His heroine is Cathy Whitaker (Julianne Moore), the socialite mother of two (a boy and a girl, natch) and wife of prominent businessman Frank Whitaker (Dennis Quaid). Cathy is Pat Nixon as played by June Cleaver, and the remarkable Moore gives her to us straight, an ice sculpture with a heart of pure gold who wants and expects nothing more nor less than that her world should continue to give her what it has always promised. But almost from the beginning little scraps of apple peelings begin to litter the landscape of her Eden. Her husband is detained by the cops (a misunderstanding); her scarf blows away (a gust of wind); her little boy uses improper language ("aw, jeez...."); a strange black man shows up in her yard (the deceased gardener's son). But these are mere harbingers of the sordid shocks to come.

────────────────────────────────────────

Problems to work on:
(A) In the film review, which actor plays Frank Whitaker?
(B) Please list each of the early disturbances that the film review says begin to litter Cathy's Eden.
(C) Write a continuation of the film review, picking up after its final sentence.
The data has no connection to the review.

────────────────────────────────────────

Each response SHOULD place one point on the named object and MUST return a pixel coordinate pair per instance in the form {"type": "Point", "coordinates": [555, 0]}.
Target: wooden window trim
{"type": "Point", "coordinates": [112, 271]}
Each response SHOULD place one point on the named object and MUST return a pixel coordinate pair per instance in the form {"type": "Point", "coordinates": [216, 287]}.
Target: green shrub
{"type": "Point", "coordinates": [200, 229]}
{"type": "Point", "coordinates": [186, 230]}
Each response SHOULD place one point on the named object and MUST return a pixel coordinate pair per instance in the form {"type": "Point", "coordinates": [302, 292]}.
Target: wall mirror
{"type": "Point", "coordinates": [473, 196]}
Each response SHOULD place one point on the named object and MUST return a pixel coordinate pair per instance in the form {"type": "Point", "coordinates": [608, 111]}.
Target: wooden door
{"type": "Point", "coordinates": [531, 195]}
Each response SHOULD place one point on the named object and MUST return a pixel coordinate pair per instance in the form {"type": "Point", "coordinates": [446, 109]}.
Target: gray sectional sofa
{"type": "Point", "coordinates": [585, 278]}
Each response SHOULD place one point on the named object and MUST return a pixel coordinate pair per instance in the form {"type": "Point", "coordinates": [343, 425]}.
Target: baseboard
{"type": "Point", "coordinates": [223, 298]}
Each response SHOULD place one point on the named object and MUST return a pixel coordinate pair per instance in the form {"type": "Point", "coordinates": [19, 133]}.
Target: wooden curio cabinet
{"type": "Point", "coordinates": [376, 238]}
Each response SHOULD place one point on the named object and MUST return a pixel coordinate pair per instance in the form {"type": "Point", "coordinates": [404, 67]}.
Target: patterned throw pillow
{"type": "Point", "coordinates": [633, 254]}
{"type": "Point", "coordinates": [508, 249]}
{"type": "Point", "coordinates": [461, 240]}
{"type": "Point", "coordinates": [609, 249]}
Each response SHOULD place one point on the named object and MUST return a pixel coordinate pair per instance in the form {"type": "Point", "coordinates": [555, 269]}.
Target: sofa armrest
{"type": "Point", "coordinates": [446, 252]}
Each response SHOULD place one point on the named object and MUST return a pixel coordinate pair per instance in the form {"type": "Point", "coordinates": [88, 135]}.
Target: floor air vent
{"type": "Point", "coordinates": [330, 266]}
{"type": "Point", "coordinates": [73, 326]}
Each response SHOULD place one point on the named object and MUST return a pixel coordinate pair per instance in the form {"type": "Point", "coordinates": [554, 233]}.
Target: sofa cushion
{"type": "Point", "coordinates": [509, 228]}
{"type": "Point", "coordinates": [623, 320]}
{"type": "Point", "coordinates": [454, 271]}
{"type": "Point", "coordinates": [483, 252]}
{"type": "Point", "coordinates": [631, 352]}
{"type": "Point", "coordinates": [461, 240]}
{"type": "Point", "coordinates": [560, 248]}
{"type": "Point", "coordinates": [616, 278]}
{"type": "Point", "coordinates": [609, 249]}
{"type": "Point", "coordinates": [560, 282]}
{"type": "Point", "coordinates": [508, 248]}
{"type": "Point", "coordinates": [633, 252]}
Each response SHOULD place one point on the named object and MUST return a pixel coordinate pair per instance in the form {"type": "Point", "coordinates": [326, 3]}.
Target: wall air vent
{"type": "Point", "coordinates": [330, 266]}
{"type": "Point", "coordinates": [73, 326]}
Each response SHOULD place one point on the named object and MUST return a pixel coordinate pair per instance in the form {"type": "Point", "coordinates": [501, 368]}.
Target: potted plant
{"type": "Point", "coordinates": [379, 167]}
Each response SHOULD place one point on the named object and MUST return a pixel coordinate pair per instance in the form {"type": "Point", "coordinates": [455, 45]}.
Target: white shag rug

────────────────────────────────────────

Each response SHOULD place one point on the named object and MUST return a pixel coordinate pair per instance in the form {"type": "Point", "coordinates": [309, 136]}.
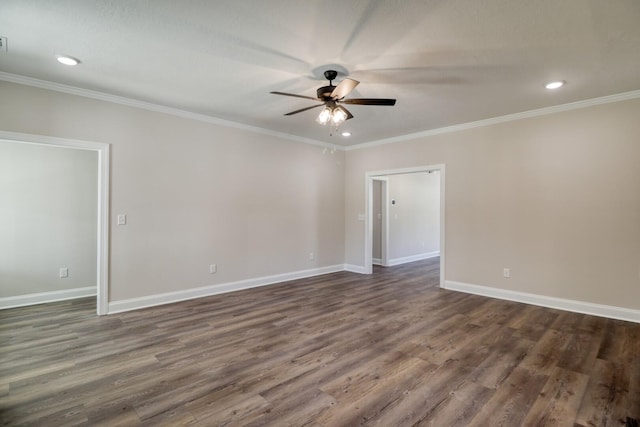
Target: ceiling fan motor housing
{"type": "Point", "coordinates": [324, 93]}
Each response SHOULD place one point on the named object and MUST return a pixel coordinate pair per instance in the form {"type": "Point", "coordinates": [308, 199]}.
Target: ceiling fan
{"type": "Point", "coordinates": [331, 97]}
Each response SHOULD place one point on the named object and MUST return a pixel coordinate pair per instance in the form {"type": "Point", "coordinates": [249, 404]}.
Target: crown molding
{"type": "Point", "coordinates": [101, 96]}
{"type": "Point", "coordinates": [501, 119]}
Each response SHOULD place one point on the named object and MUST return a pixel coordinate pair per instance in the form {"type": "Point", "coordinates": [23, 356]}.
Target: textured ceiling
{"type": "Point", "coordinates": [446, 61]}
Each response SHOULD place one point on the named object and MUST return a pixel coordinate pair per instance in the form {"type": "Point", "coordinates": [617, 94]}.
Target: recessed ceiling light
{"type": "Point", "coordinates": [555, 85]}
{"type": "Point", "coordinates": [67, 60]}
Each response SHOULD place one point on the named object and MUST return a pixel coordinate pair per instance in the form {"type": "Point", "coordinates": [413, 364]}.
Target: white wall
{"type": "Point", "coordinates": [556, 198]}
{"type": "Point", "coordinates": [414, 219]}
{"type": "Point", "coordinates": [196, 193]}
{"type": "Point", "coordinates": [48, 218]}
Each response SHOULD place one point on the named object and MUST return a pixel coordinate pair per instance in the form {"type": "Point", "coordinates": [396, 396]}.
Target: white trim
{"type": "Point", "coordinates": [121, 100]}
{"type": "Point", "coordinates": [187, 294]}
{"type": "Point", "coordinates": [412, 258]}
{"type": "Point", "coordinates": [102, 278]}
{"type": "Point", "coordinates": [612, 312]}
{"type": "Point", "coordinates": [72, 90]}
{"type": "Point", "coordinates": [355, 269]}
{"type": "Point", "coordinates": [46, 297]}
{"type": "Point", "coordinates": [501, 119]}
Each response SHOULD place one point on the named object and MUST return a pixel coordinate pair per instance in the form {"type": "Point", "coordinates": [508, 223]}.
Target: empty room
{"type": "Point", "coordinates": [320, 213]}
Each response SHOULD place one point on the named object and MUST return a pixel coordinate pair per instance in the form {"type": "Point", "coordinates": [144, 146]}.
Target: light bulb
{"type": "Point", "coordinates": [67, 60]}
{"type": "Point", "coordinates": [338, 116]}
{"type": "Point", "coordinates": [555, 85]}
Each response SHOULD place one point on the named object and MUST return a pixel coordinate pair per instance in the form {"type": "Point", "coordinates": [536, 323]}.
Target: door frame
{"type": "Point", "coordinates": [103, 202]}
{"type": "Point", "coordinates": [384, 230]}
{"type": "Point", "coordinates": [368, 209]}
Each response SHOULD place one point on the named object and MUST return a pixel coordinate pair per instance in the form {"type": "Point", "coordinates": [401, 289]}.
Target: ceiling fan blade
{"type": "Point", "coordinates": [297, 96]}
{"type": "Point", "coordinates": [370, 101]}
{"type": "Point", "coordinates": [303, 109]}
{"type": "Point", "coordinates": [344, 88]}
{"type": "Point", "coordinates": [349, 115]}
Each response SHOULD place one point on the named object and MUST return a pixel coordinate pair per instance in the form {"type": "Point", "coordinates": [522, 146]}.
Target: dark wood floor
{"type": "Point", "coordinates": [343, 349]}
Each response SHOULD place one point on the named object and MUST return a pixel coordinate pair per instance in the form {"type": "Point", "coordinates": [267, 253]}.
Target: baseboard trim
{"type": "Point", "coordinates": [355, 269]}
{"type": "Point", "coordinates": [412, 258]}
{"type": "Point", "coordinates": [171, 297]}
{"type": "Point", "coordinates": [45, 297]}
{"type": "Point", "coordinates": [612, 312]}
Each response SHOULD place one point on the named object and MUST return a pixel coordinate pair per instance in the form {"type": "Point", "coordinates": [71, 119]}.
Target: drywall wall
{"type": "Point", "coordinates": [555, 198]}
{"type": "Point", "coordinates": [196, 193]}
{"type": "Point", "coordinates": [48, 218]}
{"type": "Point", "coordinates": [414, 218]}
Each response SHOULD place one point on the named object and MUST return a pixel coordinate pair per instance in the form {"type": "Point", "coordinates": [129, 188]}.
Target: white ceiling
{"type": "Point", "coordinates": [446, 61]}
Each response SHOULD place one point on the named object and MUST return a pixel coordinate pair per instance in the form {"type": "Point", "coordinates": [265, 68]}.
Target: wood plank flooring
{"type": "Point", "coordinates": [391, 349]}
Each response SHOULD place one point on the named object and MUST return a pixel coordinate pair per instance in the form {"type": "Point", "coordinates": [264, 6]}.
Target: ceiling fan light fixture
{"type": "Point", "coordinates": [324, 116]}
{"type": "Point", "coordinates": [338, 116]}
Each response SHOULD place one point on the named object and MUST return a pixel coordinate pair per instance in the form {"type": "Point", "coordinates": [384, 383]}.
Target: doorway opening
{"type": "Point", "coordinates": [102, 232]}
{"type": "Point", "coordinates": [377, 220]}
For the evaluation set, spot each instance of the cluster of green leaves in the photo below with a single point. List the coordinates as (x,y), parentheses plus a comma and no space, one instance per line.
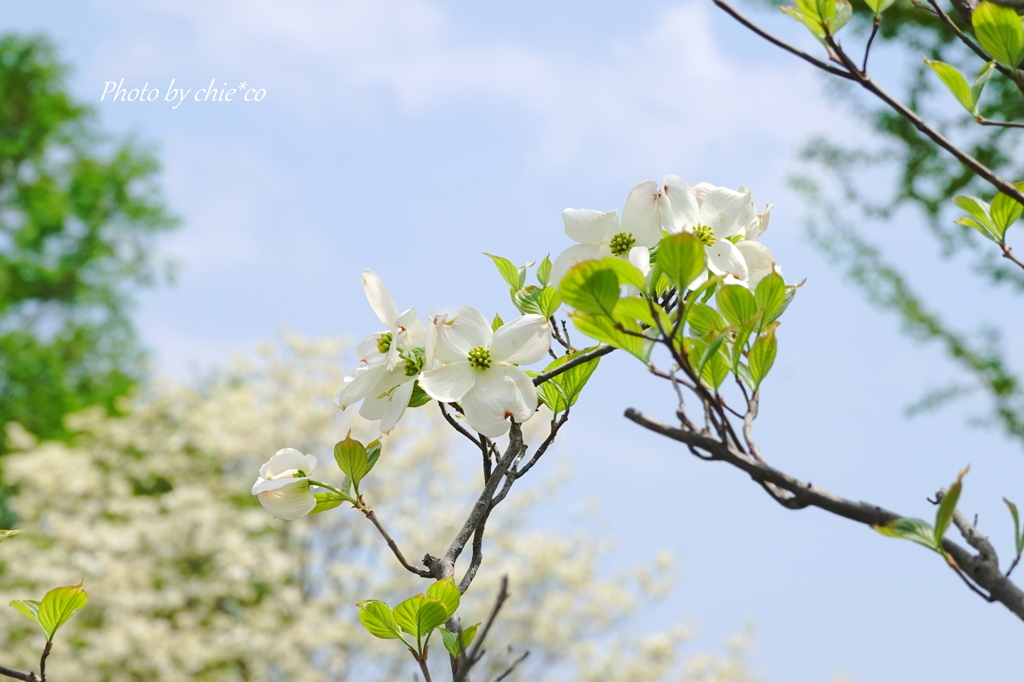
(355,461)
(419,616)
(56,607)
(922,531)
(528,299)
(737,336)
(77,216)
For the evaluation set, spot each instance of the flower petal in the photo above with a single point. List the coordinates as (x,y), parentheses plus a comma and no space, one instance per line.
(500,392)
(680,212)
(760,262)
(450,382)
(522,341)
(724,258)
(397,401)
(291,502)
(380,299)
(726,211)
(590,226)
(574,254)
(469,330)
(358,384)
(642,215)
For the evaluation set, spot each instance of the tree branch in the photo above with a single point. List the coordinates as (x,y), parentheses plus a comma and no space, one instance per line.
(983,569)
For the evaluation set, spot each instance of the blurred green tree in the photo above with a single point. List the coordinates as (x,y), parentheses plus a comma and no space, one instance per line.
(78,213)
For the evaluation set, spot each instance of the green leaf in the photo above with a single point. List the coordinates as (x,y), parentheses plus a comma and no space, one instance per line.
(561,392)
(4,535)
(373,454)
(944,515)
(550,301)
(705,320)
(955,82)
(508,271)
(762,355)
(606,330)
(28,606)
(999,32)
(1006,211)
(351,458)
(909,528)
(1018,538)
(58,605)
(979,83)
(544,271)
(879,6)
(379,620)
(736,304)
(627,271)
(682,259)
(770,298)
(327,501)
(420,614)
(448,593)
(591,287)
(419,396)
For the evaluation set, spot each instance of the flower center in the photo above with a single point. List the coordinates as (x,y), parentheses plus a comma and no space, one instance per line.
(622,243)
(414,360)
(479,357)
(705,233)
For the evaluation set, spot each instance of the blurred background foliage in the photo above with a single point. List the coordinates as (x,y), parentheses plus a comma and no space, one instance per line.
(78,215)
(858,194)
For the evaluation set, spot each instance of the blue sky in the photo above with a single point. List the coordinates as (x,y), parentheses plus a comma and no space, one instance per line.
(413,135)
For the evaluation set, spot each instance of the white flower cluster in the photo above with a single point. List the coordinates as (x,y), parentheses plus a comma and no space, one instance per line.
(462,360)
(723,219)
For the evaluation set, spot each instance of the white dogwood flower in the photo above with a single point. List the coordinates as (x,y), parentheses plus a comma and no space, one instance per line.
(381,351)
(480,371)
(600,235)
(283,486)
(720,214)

────────────────────────────────────────

Responses:
(A) Dennis Quaid

(B)
- Her husband is detained by the cops (a misunderstanding).
- Her scarf blows away (a gust of wind).
- Her little boy uses improper language ("aw, jeez....").
- A strange black man shows up in her yard (the deceased gardener's son).

(C)
It is Cathy's discovery of her husband's sexual deviance that rocks her world to its foundations. But those foundations are strong. She's willing to stand by her man while he seeks counseling to cure the condition, but from our perspective we know what the psychiatrist (James Rebhorn) hints at, that it may be neither curable nor a disease. More shocking to our emancipated sensibilities is the movie's other seismic theme. Cathy's 1957 Hartford suburb is one that breathes a racism as clearly delineated as the two-toned pastel colors on her Bel-Air wagon. When she sees her new gardener, Raymond Deagan (Dennis Haysbert of TV's "24") at an art gallery with his little girl, Cathy scandalizes the burghers by going over and talking with him. As befits the form, Raymond is an intellectual in gardener's clothing who instructs her on Joan Miró, and as the troubles in her life mount their friendship ripens. They both seem a little thick about the effect their innocent companionship will have on the community in which they have always lived, but that's how movie plots work, and this is proudly and self-assuredly a movie.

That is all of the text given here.